→ **Requirement**
Reproduce the memoir passage verbatim, from "I forget what" up to and including "take your house.".

*** Source passage ***

I forget what I called him. He left smiling, and I left it at that.
We both knew that what had occurred, could recur, at any time. Five months later it did, and I was once again on the dreaded regime of abstemious antibiotics. Notwithstanding how devastating it already was, for an author to be unable to drink, it was increasingly unclear whether I would be well enough, or how unwise it would be, to cross the border into the land of mercenary medical care, in my current state of infirmity. They’ll take your house.
There was another complication on the horizon. One of the planned stops, back through the States on the way home, was a hajj to the last home of one of my minor deities, the place where he blew his brains out. Hemingway had lived in Ketchum, and Ketchum was in the news. The Beaver Creek Fire had become a state-wide inferno visible from space, the smoke filled and obscured the sun in Sun Valley, homes were evacuated, wolves were chasing sheep trying to escape, and Salmon, Idaho was becoming Smoked Salmon, Idaho. If the rains came, there would be floods. My medical office assistant, Bonnie, offered me an alternative to our planned diversion.
“You could work if you don’t go.” She said.
“I plan on being dead in Montana.” It was decided. We were going. Come Hell or High Water. We all got pieces of crazy in us, some bigger pieces than others.

*** End of Source passage ***
*** Information supplied ***

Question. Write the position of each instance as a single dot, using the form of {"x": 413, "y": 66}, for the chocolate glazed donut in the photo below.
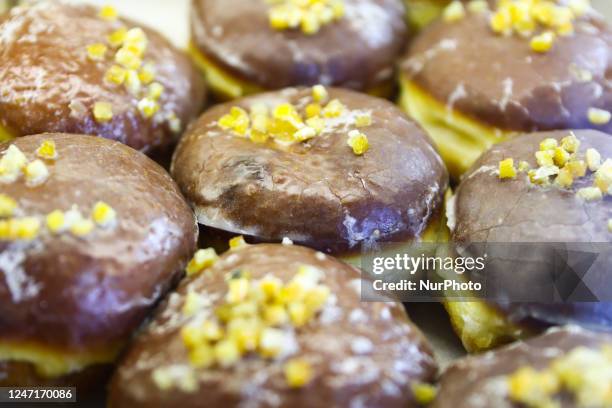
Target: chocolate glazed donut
{"x": 72, "y": 292}
{"x": 486, "y": 209}
{"x": 471, "y": 87}
{"x": 50, "y": 81}
{"x": 235, "y": 37}
{"x": 358, "y": 353}
{"x": 316, "y": 192}
{"x": 508, "y": 377}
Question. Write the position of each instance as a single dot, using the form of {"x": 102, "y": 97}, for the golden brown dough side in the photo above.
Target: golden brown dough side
{"x": 359, "y": 352}
{"x": 49, "y": 82}
{"x": 237, "y": 37}
{"x": 80, "y": 295}
{"x": 317, "y": 192}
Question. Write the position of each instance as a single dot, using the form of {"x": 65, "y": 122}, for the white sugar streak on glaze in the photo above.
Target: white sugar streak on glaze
{"x": 21, "y": 286}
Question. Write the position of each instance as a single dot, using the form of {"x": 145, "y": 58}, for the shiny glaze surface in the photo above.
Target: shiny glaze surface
{"x": 318, "y": 192}
{"x": 73, "y": 293}
{"x": 363, "y": 354}
{"x": 48, "y": 84}
{"x": 502, "y": 82}
{"x": 358, "y": 52}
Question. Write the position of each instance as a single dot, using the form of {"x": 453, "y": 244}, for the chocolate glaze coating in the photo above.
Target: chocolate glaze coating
{"x": 44, "y": 69}
{"x": 75, "y": 294}
{"x": 318, "y": 193}
{"x": 378, "y": 377}
{"x": 487, "y": 209}
{"x": 356, "y": 52}
{"x": 477, "y": 381}
{"x": 502, "y": 82}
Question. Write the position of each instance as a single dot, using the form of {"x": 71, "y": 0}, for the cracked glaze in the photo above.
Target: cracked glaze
{"x": 236, "y": 35}
{"x": 502, "y": 82}
{"x": 76, "y": 294}
{"x": 47, "y": 83}
{"x": 318, "y": 193}
{"x": 346, "y": 374}
{"x": 488, "y": 210}
{"x": 479, "y": 381}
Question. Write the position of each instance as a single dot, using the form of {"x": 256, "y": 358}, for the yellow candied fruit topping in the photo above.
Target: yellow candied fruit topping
{"x": 603, "y": 177}
{"x": 108, "y": 13}
{"x": 202, "y": 259}
{"x": 36, "y": 173}
{"x": 96, "y": 52}
{"x": 117, "y": 37}
{"x": 593, "y": 158}
{"x": 19, "y": 229}
{"x": 7, "y": 206}
{"x": 506, "y": 169}
{"x": 287, "y": 124}
{"x": 333, "y": 109}
{"x": 308, "y": 15}
{"x": 11, "y": 164}
{"x": 548, "y": 144}
{"x": 237, "y": 120}
{"x": 478, "y": 6}
{"x": 298, "y": 372}
{"x": 577, "y": 168}
{"x": 103, "y": 112}
{"x": 148, "y": 107}
{"x": 47, "y": 150}
{"x": 254, "y": 317}
{"x": 590, "y": 194}
{"x": 531, "y": 387}
{"x": 82, "y": 227}
{"x": 570, "y": 143}
{"x": 358, "y": 142}
{"x": 237, "y": 290}
{"x": 523, "y": 166}
{"x": 547, "y": 18}
{"x": 424, "y": 393}
{"x": 542, "y": 42}
{"x": 363, "y": 120}
{"x": 319, "y": 94}
{"x": 560, "y": 156}
{"x": 116, "y": 75}
{"x": 237, "y": 242}
{"x": 103, "y": 214}
{"x": 544, "y": 158}
{"x": 583, "y": 373}
{"x": 599, "y": 116}
{"x": 453, "y": 12}
{"x": 56, "y": 221}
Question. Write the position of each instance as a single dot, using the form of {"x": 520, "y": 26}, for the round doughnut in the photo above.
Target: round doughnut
{"x": 79, "y": 69}
{"x": 355, "y": 45}
{"x": 529, "y": 208}
{"x": 319, "y": 191}
{"x": 470, "y": 86}
{"x": 336, "y": 357}
{"x": 566, "y": 367}
{"x": 92, "y": 234}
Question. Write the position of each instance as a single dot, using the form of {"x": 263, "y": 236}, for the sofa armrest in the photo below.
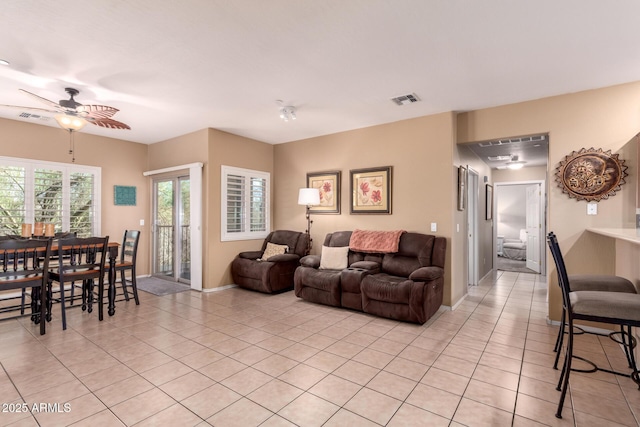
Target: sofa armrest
{"x": 426, "y": 274}
{"x": 250, "y": 254}
{"x": 366, "y": 265}
{"x": 284, "y": 258}
{"x": 312, "y": 261}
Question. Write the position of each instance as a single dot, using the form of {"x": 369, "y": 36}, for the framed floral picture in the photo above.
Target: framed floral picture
{"x": 328, "y": 183}
{"x": 371, "y": 190}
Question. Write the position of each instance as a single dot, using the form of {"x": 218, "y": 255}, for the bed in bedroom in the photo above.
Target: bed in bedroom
{"x": 516, "y": 248}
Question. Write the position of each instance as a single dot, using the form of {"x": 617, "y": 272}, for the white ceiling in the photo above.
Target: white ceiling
{"x": 174, "y": 67}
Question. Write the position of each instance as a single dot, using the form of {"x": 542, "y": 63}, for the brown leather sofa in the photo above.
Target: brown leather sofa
{"x": 406, "y": 285}
{"x": 276, "y": 273}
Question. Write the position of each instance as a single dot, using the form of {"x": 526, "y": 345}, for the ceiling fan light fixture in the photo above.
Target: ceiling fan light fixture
{"x": 70, "y": 123}
{"x": 288, "y": 113}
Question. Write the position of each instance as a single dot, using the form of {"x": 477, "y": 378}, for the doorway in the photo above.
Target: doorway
{"x": 171, "y": 229}
{"x": 520, "y": 226}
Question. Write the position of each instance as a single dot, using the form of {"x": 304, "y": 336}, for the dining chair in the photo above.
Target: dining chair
{"x": 25, "y": 264}
{"x": 127, "y": 262}
{"x": 614, "y": 308}
{"x": 23, "y": 293}
{"x": 590, "y": 282}
{"x": 79, "y": 260}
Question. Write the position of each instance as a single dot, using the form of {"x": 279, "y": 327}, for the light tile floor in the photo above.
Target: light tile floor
{"x": 239, "y": 358}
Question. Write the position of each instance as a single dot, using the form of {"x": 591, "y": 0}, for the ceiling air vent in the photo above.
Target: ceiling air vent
{"x": 29, "y": 116}
{"x": 406, "y": 99}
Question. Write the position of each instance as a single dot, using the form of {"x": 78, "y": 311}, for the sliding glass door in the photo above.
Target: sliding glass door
{"x": 171, "y": 228}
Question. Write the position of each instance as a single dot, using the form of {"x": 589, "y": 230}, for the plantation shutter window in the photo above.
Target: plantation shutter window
{"x": 245, "y": 204}
{"x": 67, "y": 196}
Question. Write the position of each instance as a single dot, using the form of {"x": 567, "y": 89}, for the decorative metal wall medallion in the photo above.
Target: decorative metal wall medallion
{"x": 591, "y": 175}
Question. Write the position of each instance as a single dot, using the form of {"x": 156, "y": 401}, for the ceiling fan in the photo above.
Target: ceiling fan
{"x": 72, "y": 115}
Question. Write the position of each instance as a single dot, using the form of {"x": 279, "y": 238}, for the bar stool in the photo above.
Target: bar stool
{"x": 615, "y": 308}
{"x": 127, "y": 262}
{"x": 591, "y": 282}
{"x": 79, "y": 259}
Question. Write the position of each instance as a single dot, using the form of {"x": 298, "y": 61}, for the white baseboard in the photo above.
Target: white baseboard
{"x": 220, "y": 288}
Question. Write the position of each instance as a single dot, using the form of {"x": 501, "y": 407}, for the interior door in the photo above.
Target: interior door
{"x": 533, "y": 226}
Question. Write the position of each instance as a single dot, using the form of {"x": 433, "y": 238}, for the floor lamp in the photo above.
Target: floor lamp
{"x": 309, "y": 197}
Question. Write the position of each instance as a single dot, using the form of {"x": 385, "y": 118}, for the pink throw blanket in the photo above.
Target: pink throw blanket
{"x": 375, "y": 241}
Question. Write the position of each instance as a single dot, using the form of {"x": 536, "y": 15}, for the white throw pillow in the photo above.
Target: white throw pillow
{"x": 272, "y": 249}
{"x": 334, "y": 258}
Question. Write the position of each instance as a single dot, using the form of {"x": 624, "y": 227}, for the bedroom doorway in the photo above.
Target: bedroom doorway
{"x": 520, "y": 225}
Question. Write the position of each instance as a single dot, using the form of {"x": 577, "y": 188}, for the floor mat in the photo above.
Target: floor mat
{"x": 161, "y": 287}
{"x": 506, "y": 264}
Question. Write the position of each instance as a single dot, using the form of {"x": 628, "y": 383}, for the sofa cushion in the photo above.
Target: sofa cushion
{"x": 334, "y": 258}
{"x": 391, "y": 289}
{"x": 272, "y": 250}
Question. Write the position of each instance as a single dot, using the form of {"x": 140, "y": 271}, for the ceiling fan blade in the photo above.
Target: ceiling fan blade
{"x": 51, "y": 104}
{"x": 107, "y": 123}
{"x": 19, "y": 107}
{"x": 96, "y": 111}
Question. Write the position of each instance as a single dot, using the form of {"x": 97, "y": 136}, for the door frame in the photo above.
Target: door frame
{"x": 543, "y": 217}
{"x": 194, "y": 171}
{"x": 472, "y": 227}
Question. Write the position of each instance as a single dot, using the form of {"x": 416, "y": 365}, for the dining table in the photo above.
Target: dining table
{"x": 112, "y": 251}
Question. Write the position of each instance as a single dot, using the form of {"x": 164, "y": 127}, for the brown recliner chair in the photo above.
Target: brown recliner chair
{"x": 274, "y": 274}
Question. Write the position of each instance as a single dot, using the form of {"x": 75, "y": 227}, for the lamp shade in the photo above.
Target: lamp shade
{"x": 309, "y": 196}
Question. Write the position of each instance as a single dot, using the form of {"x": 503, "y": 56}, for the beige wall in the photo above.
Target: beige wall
{"x": 214, "y": 148}
{"x": 421, "y": 153}
{"x": 485, "y": 228}
{"x": 122, "y": 163}
{"x": 605, "y": 118}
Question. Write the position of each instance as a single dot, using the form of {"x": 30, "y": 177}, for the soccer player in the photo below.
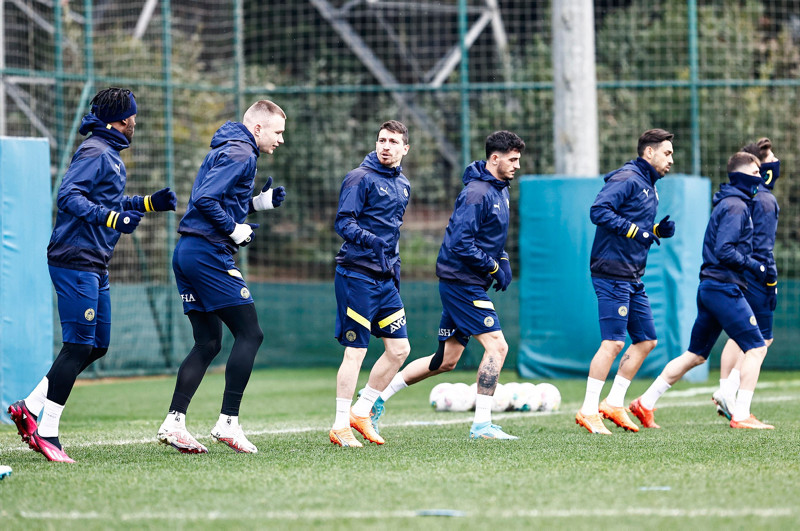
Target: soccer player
{"x": 471, "y": 258}
{"x": 721, "y": 305}
{"x": 624, "y": 212}
{"x": 372, "y": 202}
{"x": 92, "y": 215}
{"x": 761, "y": 296}
{"x": 210, "y": 285}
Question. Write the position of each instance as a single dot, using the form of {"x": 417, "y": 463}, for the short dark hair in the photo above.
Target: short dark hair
{"x": 395, "y": 127}
{"x": 759, "y": 148}
{"x": 652, "y": 137}
{"x": 503, "y": 142}
{"x": 741, "y": 158}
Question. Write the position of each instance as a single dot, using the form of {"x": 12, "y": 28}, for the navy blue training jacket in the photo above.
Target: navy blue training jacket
{"x": 765, "y": 225}
{"x": 92, "y": 187}
{"x": 372, "y": 202}
{"x": 223, "y": 188}
{"x": 628, "y": 197}
{"x": 476, "y": 234}
{"x": 727, "y": 244}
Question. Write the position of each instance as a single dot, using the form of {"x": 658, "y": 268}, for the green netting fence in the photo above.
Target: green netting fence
{"x": 718, "y": 74}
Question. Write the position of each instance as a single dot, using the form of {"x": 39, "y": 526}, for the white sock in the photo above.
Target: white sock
{"x": 35, "y": 401}
{"x": 342, "y": 413}
{"x": 48, "y": 422}
{"x": 616, "y": 397}
{"x": 364, "y": 403}
{"x": 592, "y": 399}
{"x": 741, "y": 410}
{"x": 653, "y": 393}
{"x": 229, "y": 420}
{"x": 397, "y": 384}
{"x": 483, "y": 408}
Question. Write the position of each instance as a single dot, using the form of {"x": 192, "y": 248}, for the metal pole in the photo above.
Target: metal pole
{"x": 58, "y": 35}
{"x": 694, "y": 89}
{"x": 465, "y": 125}
{"x": 169, "y": 159}
{"x": 2, "y": 68}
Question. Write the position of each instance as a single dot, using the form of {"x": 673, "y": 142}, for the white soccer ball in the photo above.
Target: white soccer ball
{"x": 551, "y": 397}
{"x": 501, "y": 398}
{"x": 458, "y": 397}
{"x": 529, "y": 398}
{"x": 437, "y": 397}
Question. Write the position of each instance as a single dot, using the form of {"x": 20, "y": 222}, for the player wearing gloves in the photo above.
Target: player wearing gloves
{"x": 93, "y": 212}
{"x": 624, "y": 212}
{"x": 721, "y": 305}
{"x": 472, "y": 258}
{"x": 372, "y": 202}
{"x": 210, "y": 285}
{"x": 761, "y": 296}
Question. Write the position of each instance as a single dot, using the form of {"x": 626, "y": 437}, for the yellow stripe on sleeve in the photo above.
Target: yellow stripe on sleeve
{"x": 360, "y": 319}
{"x": 392, "y": 318}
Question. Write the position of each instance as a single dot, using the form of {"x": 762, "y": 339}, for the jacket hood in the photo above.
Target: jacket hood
{"x": 640, "y": 166}
{"x": 233, "y": 132}
{"x": 477, "y": 172}
{"x": 96, "y": 126}
{"x": 729, "y": 190}
{"x": 371, "y": 161}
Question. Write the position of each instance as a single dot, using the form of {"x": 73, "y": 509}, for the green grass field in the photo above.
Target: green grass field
{"x": 694, "y": 473}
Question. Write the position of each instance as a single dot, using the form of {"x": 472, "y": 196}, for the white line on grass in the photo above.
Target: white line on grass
{"x": 759, "y": 512}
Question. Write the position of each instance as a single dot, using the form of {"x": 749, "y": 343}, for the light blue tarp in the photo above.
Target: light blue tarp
{"x": 26, "y": 310}
{"x": 559, "y": 331}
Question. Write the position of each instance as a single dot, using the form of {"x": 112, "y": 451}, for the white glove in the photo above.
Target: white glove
{"x": 243, "y": 233}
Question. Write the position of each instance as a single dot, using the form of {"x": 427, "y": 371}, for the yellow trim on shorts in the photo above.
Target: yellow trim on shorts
{"x": 360, "y": 319}
{"x": 392, "y": 318}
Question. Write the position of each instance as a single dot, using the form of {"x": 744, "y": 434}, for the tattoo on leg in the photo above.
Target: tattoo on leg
{"x": 487, "y": 377}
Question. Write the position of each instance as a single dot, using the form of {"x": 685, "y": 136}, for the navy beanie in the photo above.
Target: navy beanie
{"x": 108, "y": 115}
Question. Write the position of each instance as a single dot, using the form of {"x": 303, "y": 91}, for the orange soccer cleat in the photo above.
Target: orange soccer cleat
{"x": 593, "y": 423}
{"x": 644, "y": 415}
{"x": 618, "y": 416}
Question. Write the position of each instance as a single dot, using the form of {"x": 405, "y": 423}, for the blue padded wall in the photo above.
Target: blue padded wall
{"x": 559, "y": 331}
{"x": 26, "y": 307}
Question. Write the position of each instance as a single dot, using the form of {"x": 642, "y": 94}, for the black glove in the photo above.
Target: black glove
{"x": 664, "y": 228}
{"x": 396, "y": 276}
{"x": 505, "y": 265}
{"x": 269, "y": 198}
{"x": 379, "y": 247}
{"x": 243, "y": 234}
{"x": 125, "y": 222}
{"x": 161, "y": 201}
{"x": 644, "y": 237}
{"x": 500, "y": 277}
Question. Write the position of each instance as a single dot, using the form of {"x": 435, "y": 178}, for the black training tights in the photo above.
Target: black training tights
{"x": 70, "y": 362}
{"x": 207, "y": 330}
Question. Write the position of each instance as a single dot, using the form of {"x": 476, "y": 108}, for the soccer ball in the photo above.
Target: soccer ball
{"x": 501, "y": 399}
{"x": 458, "y": 397}
{"x": 529, "y": 398}
{"x": 551, "y": 397}
{"x": 437, "y": 397}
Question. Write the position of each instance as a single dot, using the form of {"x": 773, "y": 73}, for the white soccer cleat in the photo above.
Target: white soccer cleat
{"x": 180, "y": 439}
{"x": 233, "y": 437}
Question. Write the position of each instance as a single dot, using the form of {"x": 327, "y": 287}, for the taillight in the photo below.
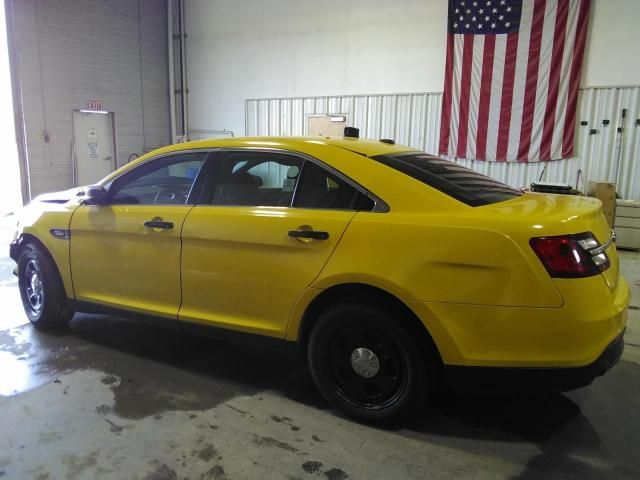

*** End of Information supplied ***

→ **Exercise answer**
I forget what I called him. He left smiling, and I left it at that.
We both knew that what had occurred, could recur, at any time. Five months later it did, and I was once again on the dreaded regime of abstemious antibiotics. Notwithstanding how devastating it already was, for an author to be unable to drink, it was increasingly unclear whether I would be well enough, or how unwise it would be, to cross the border into the land of mercenary medical care, in my current state of infirmity. They’ll take your house.